── TEXT TO READ

# 122 Days



## Bro Darren (Jul 24, 2013)

I went and had a tour of my local lodge last night and now the count down is on until I join your brotherhood. Nov 25th is the set date (122 days to go)

It feels like such a long time but I was asked to come for supper at each meeting between now and then. I was also asked to bring my family to the monthly family social events.


----------



## Jericho2013 (Jul 25, 2013)

Good luck to you.  It does take a while when you don't personally know a mason that can vouch for your character.  But you will enjoy the dinners and getting to know everyone.  They will be very welcoming to you and make you feel like part of the lodge even before you become a brother.


----------



## DJGurkins (Sep 21, 2013)

────

__WORK TO DO__
1) Answer these questions about the forum thread on joining a lodge.
(a) On what date is Bro Darren set to join?
(b) What was he asked to bring to the monthly family social events?
(c) According to Jericho2013, what makes the process take a while?
2) Carry on the forum thread about joining a lodge from the point where it stops.

── DATA SHOWN

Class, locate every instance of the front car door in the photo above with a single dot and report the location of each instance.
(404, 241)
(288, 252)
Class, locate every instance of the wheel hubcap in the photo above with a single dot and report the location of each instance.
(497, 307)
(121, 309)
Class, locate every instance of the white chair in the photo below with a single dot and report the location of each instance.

────
── DATA SHOWN

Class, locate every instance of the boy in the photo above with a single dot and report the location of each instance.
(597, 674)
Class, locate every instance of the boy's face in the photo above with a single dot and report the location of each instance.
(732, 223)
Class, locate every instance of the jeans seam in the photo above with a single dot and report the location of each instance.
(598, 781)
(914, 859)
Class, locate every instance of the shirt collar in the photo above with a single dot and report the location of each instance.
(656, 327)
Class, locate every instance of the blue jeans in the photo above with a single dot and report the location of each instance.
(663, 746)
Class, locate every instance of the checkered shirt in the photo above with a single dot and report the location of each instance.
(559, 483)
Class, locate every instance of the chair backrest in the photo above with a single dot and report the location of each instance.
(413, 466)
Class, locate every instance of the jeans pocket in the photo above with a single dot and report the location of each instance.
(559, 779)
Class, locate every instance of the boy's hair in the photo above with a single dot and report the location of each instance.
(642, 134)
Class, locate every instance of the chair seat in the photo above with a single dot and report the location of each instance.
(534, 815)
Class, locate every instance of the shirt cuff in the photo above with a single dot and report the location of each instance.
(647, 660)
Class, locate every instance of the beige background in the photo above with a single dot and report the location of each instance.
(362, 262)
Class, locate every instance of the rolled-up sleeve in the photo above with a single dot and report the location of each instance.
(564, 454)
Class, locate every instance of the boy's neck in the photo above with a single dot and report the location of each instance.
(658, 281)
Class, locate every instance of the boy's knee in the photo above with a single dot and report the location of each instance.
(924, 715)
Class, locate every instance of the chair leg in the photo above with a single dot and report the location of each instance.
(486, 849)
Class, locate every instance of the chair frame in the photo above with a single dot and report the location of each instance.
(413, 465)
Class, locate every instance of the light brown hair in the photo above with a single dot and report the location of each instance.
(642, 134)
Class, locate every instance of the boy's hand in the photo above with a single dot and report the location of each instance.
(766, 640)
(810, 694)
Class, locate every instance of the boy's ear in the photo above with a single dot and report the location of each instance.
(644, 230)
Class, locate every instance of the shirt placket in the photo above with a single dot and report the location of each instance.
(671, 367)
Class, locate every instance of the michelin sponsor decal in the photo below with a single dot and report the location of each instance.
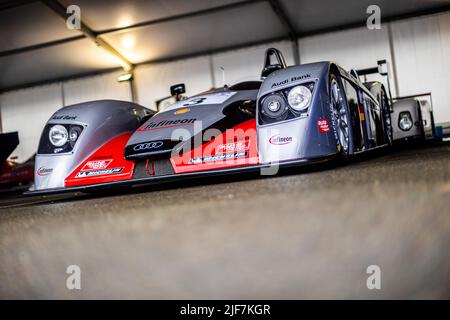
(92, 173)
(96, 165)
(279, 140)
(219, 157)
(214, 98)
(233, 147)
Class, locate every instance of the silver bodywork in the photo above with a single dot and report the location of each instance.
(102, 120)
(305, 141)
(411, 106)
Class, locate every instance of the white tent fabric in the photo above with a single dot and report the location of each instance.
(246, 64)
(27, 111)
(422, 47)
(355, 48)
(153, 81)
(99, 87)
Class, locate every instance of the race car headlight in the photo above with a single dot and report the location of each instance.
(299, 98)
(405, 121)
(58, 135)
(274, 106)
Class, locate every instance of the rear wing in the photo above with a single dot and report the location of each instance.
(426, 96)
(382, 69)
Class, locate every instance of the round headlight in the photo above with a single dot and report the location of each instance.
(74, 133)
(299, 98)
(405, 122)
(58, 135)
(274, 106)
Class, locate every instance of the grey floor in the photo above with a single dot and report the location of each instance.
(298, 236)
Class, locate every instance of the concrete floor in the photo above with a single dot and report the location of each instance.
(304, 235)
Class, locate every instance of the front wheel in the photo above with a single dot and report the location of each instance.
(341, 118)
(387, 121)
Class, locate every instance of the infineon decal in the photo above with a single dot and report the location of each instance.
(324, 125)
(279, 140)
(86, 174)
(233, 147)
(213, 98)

────

__RESULTS FOR EACH TASK__
1)
(a) Nov 25th
(b) His family
(c) Not personally knowing a mason who can vouch for your character

2)
Good Luck D4rr3n. You have made the choice to step down the path to becoming a better man.The day I decided to finally approach my local lodge was kind of strange. I am a very outgoing person but when I walked up to the lodge unannounced I was very nervous. But immediately all the Brothers present made me feel very welcome and comfortable. I have missed very few meetings and events at our lodge and am now a Master Mason. These men that were present and a lot of them on this forum have given and continue to give me light unselfishly. Press on.


----------



## Bro Darren (Oct 29, 2013)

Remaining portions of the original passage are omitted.